- Source text -
>>>
Given an integer array nums of length n where all the integers of nums are in the range [1, n] 
and each integer appears once or twice, return an array of all the integers that appears twice.

You must write an algorithm that runs in O(n) time and uses only constant extra space.

来源：力扣（LeetCode）
链接：https://leetcode-cn.com/problems/find-all-duplicates-in-an-array

an example

Input: nums = [4,3,2,7,8,2,3,1]
Output: [2,3]

Solution 1

intuition

use positive and negative signs to indicate the appearance times for a specific element.
specifically, when you just found a elements nums[i], we could use minus sign add to the nums[nums[i] - 1]
easily to see, when you just found the second elements in your array, you will do the above operation once again.

The codes

#include <vector>
#include <iostream>
#include <cmath>
using namespace std;
class Solution {
public:
    vector<int> findDuplicates(vector<int>& nums) {
		vector<int> res;
		for (auto num : nums) {
			int flag_pos = abs(num) - 1;
			if (nums[flag_pos] < 0) {
				res.push_back(abs(num));
			} else {
				nums[flag_pos] = -nums[flag_pos];
			}
		}
		return res;
    }
};
int main() 
{
	Solution s;
	vector<int> nums = {4,3,2,7,8,2,3,1};
	vector<int> res = s.findDuplicates(nums);
	for (int i = 0; i < res.size(); i++) {
		cout << res[i] << " ";
	}
	cout << endl;
}

The corresponding results

2 3

The solution 2

The intuition

use the data structure of map to find the elements appearing twice in the array

The codes

#include <vector>
#include <iostream>
#include <unordered_map>
using namespace std;
class Solution {
public:
    vector<int> findDuplicates(vector<int>& nums) {
		vector<int> res;
		// initialize a hash table with 0
		unordered_map<int, int> hash;
		for (auto num : nums) {
			if (hash[num] == 1) {
				res.emplace_back(num);
			} else {
				hash[num] = 1;
			}
		}
		return res;
		
    }
};
int main() 
{
	Solution s;
	vector<int> nums = {4,3,2,7,8,2,3,1};
	vector<int> res = s.findDuplicates(nums);
	for (int i = 0; i < res.size(); i++) {
		cout << res[i] << " ";
	}
	cout << endl;
}
<<<
- Stated task -
Pull out the write-up above about finding the numbers that appear twice in an array, and copy all of it word for word.

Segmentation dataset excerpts
>>>
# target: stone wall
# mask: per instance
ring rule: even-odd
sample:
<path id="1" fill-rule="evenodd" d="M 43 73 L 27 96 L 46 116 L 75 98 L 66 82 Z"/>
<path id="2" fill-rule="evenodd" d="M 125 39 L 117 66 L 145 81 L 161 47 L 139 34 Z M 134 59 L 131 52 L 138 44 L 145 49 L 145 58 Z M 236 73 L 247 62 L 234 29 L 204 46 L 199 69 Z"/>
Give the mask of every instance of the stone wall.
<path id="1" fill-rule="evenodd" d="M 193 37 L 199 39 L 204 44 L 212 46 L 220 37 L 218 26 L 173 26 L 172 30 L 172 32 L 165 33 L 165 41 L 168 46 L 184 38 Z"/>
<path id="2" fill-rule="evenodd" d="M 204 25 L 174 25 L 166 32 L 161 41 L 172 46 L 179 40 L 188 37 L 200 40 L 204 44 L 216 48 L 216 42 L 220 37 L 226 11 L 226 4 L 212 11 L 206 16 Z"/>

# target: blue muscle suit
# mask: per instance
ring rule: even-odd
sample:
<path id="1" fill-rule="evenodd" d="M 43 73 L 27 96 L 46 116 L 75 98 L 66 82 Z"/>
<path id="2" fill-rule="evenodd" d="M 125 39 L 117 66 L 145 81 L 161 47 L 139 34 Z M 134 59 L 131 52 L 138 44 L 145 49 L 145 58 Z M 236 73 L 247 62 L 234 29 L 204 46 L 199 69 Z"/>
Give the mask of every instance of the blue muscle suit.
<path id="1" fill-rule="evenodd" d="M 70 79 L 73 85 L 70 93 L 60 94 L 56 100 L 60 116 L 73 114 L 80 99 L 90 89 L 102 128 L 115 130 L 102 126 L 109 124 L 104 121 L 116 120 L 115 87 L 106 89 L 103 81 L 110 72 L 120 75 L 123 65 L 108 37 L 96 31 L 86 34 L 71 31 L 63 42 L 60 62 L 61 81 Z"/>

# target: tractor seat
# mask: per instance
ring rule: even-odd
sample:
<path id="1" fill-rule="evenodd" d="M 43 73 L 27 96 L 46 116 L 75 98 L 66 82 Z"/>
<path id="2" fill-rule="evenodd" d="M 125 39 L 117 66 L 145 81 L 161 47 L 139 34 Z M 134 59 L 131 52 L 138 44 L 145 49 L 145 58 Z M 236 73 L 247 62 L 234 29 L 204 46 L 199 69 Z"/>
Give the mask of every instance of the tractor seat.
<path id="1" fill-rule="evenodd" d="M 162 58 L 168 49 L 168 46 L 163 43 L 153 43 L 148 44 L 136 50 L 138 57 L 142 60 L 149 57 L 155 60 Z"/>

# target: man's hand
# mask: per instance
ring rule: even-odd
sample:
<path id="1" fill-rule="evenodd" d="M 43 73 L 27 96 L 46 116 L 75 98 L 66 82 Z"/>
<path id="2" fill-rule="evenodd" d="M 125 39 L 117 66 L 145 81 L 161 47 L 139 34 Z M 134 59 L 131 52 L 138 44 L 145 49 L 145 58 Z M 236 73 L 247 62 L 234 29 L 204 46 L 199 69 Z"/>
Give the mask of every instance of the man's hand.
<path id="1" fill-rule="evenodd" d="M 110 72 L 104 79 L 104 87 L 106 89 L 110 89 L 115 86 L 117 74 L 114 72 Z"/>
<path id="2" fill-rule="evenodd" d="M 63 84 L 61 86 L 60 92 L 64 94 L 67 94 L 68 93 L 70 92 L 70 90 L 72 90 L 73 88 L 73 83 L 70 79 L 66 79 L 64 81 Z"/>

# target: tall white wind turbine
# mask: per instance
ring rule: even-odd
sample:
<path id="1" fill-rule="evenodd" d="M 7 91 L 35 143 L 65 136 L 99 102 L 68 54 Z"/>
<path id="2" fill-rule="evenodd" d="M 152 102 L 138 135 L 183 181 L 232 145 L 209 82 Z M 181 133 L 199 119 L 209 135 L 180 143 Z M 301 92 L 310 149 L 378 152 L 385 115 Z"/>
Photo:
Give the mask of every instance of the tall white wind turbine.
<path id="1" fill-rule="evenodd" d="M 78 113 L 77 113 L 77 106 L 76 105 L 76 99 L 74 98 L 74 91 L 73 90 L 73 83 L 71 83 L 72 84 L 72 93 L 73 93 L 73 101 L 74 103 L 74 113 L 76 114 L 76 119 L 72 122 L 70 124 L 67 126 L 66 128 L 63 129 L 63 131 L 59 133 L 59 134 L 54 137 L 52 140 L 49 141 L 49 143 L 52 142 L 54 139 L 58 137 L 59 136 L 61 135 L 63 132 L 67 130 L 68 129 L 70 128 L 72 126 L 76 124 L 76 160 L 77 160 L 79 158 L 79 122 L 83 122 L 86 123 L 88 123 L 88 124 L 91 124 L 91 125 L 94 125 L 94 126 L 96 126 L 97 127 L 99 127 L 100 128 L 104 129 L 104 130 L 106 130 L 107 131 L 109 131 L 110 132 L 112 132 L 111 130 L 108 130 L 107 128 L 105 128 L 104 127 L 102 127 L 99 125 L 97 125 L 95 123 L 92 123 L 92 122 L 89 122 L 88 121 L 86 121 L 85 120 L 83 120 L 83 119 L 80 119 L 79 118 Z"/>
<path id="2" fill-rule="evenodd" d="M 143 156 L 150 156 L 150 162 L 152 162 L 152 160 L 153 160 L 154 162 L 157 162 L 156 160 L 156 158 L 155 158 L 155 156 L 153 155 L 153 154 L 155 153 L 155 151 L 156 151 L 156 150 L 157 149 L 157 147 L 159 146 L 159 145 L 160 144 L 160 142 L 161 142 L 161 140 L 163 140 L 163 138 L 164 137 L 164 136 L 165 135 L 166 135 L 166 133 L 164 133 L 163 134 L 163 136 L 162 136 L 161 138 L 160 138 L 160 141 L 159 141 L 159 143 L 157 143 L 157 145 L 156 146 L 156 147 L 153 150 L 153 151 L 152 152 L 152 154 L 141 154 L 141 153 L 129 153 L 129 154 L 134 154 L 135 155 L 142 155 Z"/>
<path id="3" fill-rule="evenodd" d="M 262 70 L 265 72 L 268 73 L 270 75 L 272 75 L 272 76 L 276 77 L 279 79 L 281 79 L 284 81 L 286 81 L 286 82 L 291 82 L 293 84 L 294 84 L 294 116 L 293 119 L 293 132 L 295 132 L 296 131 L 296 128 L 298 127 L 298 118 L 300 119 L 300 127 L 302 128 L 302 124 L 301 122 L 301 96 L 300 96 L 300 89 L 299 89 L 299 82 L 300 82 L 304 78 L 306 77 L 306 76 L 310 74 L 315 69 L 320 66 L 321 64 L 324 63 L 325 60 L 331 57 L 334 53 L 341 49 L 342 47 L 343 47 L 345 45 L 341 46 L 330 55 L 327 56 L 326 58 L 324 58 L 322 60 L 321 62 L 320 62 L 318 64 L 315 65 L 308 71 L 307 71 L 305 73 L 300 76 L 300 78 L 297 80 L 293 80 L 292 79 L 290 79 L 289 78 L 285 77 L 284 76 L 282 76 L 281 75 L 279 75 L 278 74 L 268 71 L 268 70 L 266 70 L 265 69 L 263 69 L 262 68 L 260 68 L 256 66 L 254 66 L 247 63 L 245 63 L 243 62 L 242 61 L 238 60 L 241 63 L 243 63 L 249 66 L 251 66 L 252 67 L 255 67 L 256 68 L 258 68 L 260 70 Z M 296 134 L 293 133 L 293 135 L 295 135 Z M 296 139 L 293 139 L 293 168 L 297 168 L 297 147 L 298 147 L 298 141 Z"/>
<<<
- Finished exercise -
Given an integer array nums of length n where all the integers of nums are in the range [1, n] 
and each integer appears once or twice, return an array of all the integers that appears twice.

You must write an algorithm that runs in O(n) time and uses only constant extra space.

来源：力扣（LeetCode）
链接：https://leetcode-cn.com/problems/find-all-duplicates-in-an-array

an example

Input: nums = [4,3,2,7,8,2,3,1]
Output: [2,3]

Solution 1

intuition

use positive and negative signs to indicate the appearance times for a specific element.
specifically, when you just found a elements nums[i], we could use minus sign add to the nums[nums[i] - 1]
easily to see, when you just found the second elements in your array, you will do the above operation once again.

The codes

#include <vector>
#include <iostream>
#include <cmath>
using namespace std;
class Solution {
public:
    vector<int> findDuplicates(vector<int>& nums) {
		vector<int> res;
		for (auto num : nums) {
			int flag_pos = abs(num) - 1;
			if (nums[flag_pos] < 0) {
				res.push_back(abs(num));
			} else {
				nums[flag_pos] = -nums[flag_pos];
			}
		}
		return res;
    }
};
int main() 
{
	Solution s;
	vector<int> nums = {4,3,2,7,8,2,3,1};
	vector<int> res = s.findDuplicates(nums);
	for (int i = 0; i < res.size(); i++) {
		cout << res[i] << " ";
	}
	cout << endl;
}

The corresponding results

2 3

The solution 2

The intuition

use the data structure of map to find the elements appearing twice in the array

The codes

#include <vector>
#include <iostream>
#include <unordered_map>
using namespace std;
class Solution {
public:
    vector<int> findDuplicates(vector<int>& nums) {
		vector<int> res;
		// initialize a hash table with 0
		unordered_map<int, int> hash;
		for (auto num : nums) {
			if (hash[num] == 1) {
				res.emplace_back(num);
			} else {
				hash[num] = 1;
			}
		}
		return res;
		
    }
};
int main() 
{
	Solution s;
	vector<int> nums = {4,3,2,7,8,2,3,1};
	vector<int> res = s.findDuplicates(nums);
	for (int i = 0; i < res.size(); i++) {
		cout << res[i] << " ";
	}
	cout << endl;
}